### ACTION ITEM
Copy out, from the data below, each line in which the word "spoon" occurs.

Stored data entries
####

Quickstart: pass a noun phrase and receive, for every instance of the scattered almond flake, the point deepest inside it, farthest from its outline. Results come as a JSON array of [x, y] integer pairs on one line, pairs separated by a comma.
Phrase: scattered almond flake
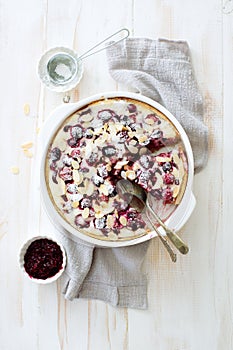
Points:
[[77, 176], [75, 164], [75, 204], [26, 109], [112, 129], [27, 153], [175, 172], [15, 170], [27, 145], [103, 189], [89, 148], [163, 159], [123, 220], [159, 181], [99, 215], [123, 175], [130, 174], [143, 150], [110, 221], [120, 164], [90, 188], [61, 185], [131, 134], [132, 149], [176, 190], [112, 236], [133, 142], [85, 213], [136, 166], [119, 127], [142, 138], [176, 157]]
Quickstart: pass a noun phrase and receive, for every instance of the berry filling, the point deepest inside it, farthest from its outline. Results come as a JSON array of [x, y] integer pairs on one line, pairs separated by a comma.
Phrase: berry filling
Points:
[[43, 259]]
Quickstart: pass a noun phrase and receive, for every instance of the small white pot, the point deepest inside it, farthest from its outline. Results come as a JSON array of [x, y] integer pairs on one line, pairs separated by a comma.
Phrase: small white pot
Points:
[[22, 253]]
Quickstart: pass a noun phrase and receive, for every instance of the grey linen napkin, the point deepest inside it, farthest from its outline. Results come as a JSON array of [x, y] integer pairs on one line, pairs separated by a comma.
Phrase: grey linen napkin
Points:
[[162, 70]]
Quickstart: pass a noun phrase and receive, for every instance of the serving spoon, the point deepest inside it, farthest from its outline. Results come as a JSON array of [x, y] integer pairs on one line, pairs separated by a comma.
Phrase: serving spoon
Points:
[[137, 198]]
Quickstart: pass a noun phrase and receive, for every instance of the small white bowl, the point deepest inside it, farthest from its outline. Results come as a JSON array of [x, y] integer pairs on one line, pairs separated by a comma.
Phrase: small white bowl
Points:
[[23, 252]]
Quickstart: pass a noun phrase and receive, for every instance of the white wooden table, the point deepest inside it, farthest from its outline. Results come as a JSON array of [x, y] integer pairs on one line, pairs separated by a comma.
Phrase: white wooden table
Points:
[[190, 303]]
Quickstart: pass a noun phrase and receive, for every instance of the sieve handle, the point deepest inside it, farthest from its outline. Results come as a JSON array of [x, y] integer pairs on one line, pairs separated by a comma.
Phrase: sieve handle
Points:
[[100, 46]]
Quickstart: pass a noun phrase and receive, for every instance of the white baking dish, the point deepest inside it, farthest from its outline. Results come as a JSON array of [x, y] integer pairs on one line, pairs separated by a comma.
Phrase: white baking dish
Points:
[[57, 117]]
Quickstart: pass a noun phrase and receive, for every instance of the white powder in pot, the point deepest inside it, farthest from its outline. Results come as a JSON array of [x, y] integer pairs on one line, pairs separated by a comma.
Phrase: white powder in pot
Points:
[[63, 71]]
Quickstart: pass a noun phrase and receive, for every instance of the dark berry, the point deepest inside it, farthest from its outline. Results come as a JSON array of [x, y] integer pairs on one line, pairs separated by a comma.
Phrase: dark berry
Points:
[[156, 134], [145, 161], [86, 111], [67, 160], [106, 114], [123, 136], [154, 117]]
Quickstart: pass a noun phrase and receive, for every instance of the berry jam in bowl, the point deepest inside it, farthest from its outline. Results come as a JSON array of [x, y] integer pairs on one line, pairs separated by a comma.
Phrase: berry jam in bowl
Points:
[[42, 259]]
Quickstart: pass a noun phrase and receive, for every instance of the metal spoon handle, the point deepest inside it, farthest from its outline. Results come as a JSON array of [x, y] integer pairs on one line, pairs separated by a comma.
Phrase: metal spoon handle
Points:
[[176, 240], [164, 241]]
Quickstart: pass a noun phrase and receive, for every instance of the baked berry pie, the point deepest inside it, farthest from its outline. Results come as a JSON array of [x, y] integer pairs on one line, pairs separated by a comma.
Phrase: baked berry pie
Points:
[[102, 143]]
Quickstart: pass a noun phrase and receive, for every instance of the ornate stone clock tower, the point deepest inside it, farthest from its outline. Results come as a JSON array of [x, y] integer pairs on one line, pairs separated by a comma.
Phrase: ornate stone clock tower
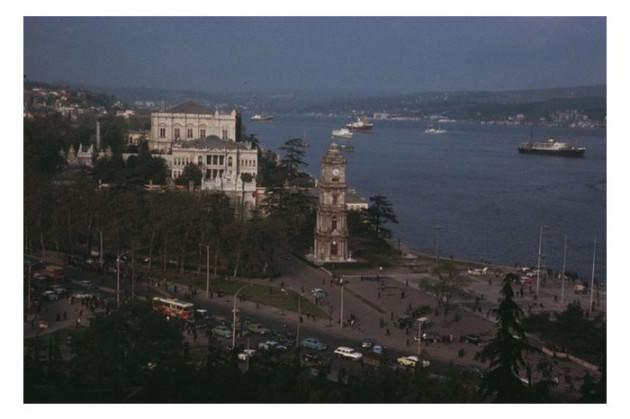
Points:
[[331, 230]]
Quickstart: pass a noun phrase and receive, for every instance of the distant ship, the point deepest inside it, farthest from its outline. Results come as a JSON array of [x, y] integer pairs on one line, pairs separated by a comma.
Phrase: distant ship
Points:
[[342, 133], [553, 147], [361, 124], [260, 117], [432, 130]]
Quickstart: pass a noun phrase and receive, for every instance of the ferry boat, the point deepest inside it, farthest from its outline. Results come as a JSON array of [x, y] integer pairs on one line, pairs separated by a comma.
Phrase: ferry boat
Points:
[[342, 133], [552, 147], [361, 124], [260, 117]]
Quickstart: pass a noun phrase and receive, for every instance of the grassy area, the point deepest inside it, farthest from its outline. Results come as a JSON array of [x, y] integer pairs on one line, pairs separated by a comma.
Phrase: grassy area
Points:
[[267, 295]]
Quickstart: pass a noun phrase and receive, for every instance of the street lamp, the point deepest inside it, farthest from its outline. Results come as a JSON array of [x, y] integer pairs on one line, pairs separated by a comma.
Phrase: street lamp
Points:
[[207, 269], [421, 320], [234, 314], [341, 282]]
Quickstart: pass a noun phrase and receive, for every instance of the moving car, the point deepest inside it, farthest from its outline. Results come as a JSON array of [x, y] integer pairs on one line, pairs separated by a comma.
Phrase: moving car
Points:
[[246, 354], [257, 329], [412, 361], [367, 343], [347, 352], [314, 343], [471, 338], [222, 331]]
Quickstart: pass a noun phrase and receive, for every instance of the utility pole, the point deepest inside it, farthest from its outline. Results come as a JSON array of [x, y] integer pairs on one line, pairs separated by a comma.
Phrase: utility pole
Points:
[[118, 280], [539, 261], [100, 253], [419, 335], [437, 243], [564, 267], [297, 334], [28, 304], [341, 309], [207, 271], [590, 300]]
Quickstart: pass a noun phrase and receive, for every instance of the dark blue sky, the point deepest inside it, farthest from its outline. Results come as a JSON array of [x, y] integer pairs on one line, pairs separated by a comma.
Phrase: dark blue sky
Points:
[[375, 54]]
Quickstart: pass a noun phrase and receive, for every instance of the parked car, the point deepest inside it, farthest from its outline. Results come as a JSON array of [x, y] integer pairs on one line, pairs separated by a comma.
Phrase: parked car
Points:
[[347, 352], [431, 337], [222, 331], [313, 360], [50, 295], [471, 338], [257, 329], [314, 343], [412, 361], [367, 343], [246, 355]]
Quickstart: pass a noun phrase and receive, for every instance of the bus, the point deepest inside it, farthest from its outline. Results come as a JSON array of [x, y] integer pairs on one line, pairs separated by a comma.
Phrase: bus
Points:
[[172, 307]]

####

### WRITTEN RESPONSE
Quickstart: pass a noun phrase and receive, for every instance of the serving spoon, the point deepest inside it, farthest from its outline. Results come as a JSON array of [x, y] integer pairs on one line, pairs separated by a comma.
Phrase: serving spoon
Quickstart: pass a noun phrase and receive, for every instance of the metal spoon handle, the point deepest inside it, farthest from its outline. Results come as a JSON array of [x, y] integer pairs on one line, pairs separated by a comma.
Phrase: metal spoon handle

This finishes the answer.